*** Opening Page text ***

We first assessed the direct association of class probabilities with the PDS score. To allow the direct comparisons of result between females and males, for each participant the average score of PDS question was calculated at each session and used as variable for the LME models. Each of the LME models for each dataset and set of features included the average PDS score, age (expressed in months) and the interaction between the two, as well as the Euler number as further covariates. Since the PDS average score is expected to increase continuously with age independently from the study session, session was not included in this analysis. The possible correlation between observations due to the longitudinal nature of the data was captured adding a random effect due to subject, as follows:

$${lme}({Class}{Probabilities} \sim \, {{PDS}}_{{average}}+{{age}}_{{months}}+{Euler} \\ +{{PDS}}_{{average}}:{{age}}_{{months}},{random}= \sim 1{|subject}).$$

For the ABCD, site was included as a further covariate, after excluding sites with less than 20 observations available.

We applied an ANOVA type I to the output of each LME model, to investigate the main effect of PDS score. As further control and to disentangle the relative contributions of the covariates, we ran an ANOVA type II. The results of these analyses are presented in the Supplementary File.

Next, we assessed the association with menarche onset in both datasets. For this, we divided the females into two groups based on their answers to the PDS question about menarche: 1- females subjects that did not start to menstruate at any of the two sessions of the studies (answered 1 for both session the relative PDS question); 2- females that had menarche (i.e. first menstrual cycle) between the two sessions (answered 1 at baseline and 4 at follow-up). The final sample for QTAB included a total of N = 110 participants at baseline (of which n = 46 participants had menarche between the two sessions), and N = 1091 at baseline for ABCD (of which n = 414 participants had menarche between sessions). We then ran an LME model for each machine learning model, similarly to the one described for PDS score, including age (expressed in months), session, the interaction between age and menarche, the interaction between session and menarche and Euler number, capturing the random effect due to repeated measure in the same subject. In the ABCD, we further added as covariate the site, after removing sites with less than 20 observations. The final model was written as follows:

$${lme} \, ({Class}\,{Probabilities} \sim {Menarche}\,{onset}+{{age}}_{{months}}+{session}+{Euler}+{menarche}\,{onset} \, {{age}}_{{months}} \\ +{menarche}\,{onset}:{session},{random}= \, \sim \, 1{|subject})$$

We applied an ANOVA type I to the output of LME to assess the main effect of menarche onset. We further tested the relative contributions of menarche, age and session by applying an ANOVA type II (Supplementary File).

Mental health associations

To investigate the association with mental health in the QTAB sample, we used data from the Spence Children’s Anxiety Scale (SCAS), the Short Mood and Feeling Questionnaire (SMFQ) and the anxiety and depression subscale of the Somatic and Psychological Health Report (SPHERE-21) obtained from the self-reported questionnaires. These questionnaires measure symptoms of anxiety and depression and were collected at both sessions, allowing us to assess longitudinal changes in mental health scores. To obtain a unique continuous score, we ran a principal component analysis (PCA) for dimensionality reduction across all questions at baseline and took the first component as a general score for mental health. To assess the mental health score at follow-up, we took the eigenvectors of each question for the first component at baseline and applied them to the data at follow-up, obtaining the PCA scores.

To assess the association of mental health scores with class probabilities, we run an LME model for each machine learning model as following:

$${lme} \, ({Class}{Probabilities} \sim \, {PCA\; scores}+{{age}}_{{months}}+{session}+{Euler} +{PCA\; scores}: \\ {{age}}_{{months}}+{PCA\; scores}:{session},{random} \, = \, \sim 1{|subject})$$

We tested for significance of the main effect of mental health by applying an ANOVA type I to the LME output. Further, we tested relative contributions of covariates with an ANOVA type II (see Supplementary File for results).

*** Closing Page text ***
*** Opening Entries provided ***

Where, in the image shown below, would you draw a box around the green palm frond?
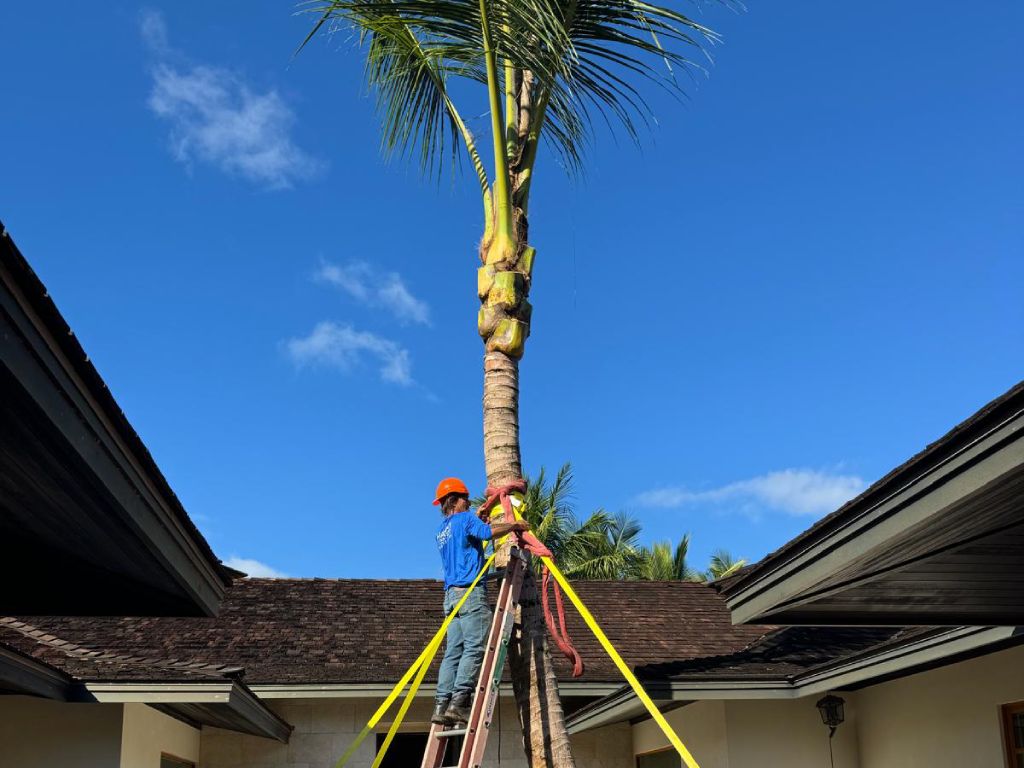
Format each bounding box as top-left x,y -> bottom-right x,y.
708,549 -> 746,581
300,0 -> 718,193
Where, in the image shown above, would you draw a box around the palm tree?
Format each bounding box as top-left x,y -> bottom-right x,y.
509,463 -> 641,579
703,549 -> 746,582
306,0 -> 716,768
633,534 -> 699,582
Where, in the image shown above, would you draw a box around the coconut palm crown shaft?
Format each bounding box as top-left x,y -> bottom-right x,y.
302,0 -> 716,359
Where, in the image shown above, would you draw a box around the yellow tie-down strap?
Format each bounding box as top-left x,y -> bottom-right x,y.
335,497 -> 700,768
512,496 -> 700,768
335,555 -> 495,768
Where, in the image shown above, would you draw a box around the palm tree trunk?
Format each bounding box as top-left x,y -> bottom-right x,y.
481,309 -> 575,768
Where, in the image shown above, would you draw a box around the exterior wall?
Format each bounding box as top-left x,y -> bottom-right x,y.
725,693 -> 867,768
199,696 -> 633,768
857,647 -> 1024,768
121,703 -> 200,768
0,696 -> 124,768
632,701 -> 729,768
633,694 -> 867,768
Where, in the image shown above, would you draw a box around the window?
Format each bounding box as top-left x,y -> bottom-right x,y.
1002,701 -> 1024,768
637,746 -> 683,768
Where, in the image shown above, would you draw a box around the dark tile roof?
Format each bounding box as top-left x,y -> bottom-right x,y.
0,221 -> 231,585
6,579 -> 769,685
722,381 -> 1024,597
636,627 -> 929,682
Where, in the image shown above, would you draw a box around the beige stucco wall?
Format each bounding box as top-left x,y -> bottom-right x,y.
121,703 -> 200,768
725,693 -> 863,768
0,696 -> 123,768
633,697 -> 860,768
199,697 -> 633,768
857,647 -> 1024,768
633,701 -> 729,768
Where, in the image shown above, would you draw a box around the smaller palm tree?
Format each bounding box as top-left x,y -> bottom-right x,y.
483,463 -> 746,582
703,549 -> 746,582
633,534 -> 702,582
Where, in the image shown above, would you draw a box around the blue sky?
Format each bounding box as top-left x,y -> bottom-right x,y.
0,0 -> 1024,578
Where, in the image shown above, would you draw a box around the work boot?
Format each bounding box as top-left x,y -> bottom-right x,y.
430,696 -> 452,725
444,690 -> 470,725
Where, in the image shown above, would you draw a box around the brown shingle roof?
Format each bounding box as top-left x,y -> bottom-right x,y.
14,579 -> 768,685
722,381 -> 1024,597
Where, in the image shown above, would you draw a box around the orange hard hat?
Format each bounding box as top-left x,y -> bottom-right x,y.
434,477 -> 469,507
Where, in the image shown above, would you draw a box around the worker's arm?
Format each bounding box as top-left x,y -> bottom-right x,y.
490,520 -> 529,539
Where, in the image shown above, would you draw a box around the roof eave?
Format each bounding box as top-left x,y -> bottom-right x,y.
83,680 -> 292,742
0,645 -> 73,701
566,627 -> 1024,733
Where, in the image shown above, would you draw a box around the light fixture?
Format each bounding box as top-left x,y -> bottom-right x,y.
815,693 -> 845,738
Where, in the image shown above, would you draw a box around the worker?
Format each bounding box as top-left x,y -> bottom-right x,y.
430,477 -> 529,726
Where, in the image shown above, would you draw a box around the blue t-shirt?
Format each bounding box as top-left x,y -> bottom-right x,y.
437,510 -> 490,589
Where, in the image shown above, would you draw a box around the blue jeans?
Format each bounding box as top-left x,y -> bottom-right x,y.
436,584 -> 490,700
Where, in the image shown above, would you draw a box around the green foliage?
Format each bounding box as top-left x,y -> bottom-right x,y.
509,464 -> 746,582
301,0 -> 717,183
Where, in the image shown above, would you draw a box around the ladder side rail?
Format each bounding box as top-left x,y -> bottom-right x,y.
459,552 -> 527,768
420,565 -> 520,768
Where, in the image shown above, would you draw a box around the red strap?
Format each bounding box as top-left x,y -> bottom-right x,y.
480,480 -> 584,677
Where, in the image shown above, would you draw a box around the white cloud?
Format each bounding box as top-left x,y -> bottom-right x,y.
224,557 -> 288,579
635,469 -> 865,516
286,322 -> 413,386
139,10 -> 321,189
314,261 -> 430,326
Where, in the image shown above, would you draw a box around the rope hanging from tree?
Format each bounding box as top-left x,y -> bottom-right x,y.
480,480 -> 584,677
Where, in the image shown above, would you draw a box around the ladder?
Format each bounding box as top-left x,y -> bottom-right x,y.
421,547 -> 529,768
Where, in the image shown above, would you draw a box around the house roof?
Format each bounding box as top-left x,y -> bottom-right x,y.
722,382 -> 1024,626
8,579 -> 880,685
0,222 -> 230,615
0,616 -> 292,741
567,627 -> 1024,733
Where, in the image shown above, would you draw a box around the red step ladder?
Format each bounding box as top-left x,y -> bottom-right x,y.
421,547 -> 529,768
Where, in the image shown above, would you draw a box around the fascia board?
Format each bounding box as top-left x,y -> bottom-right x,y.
248,682 -> 622,698
726,412 -> 1024,624
0,647 -> 72,701
84,681 -> 233,703
230,683 -> 292,743
566,627 -> 1018,733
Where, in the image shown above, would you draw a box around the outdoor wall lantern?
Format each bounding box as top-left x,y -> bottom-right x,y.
815,693 -> 844,738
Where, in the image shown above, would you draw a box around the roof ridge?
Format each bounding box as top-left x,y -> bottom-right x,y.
0,616 -> 235,675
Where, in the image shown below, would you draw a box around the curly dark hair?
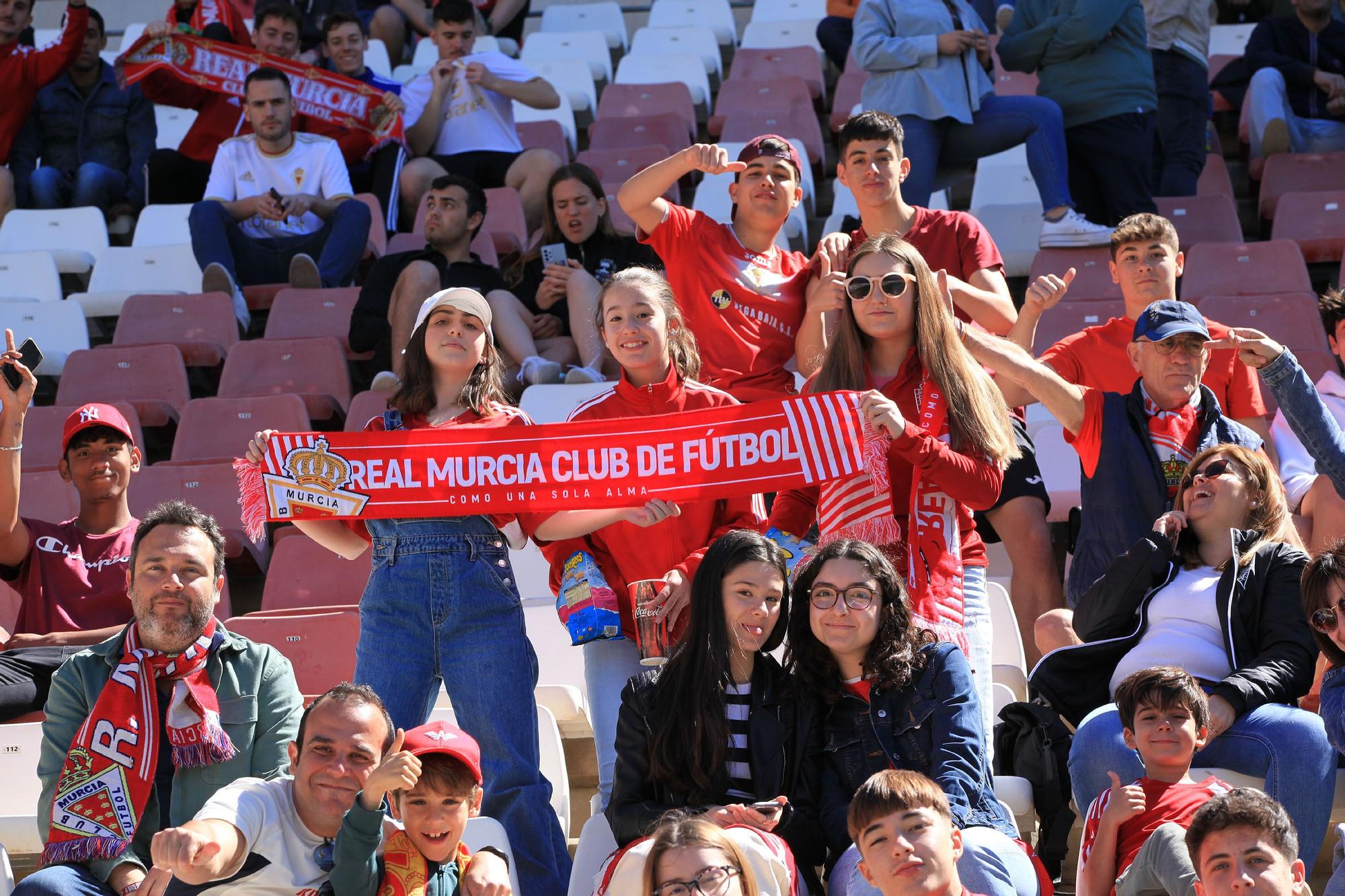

*** Closing Entries provided ***

What the task requires: From the methods text above, list each questionnaire or subscale whose data were used to study mental health in the QTAB sample.

Solution for this task:
- Spence Children's Anxiety Scale (SCAS)
- Short Mood and Feeling Questionnaire (SMFQ)
- The anxiety and depression subscale of the Somatic and Psychological Health Report (SPHERE-21)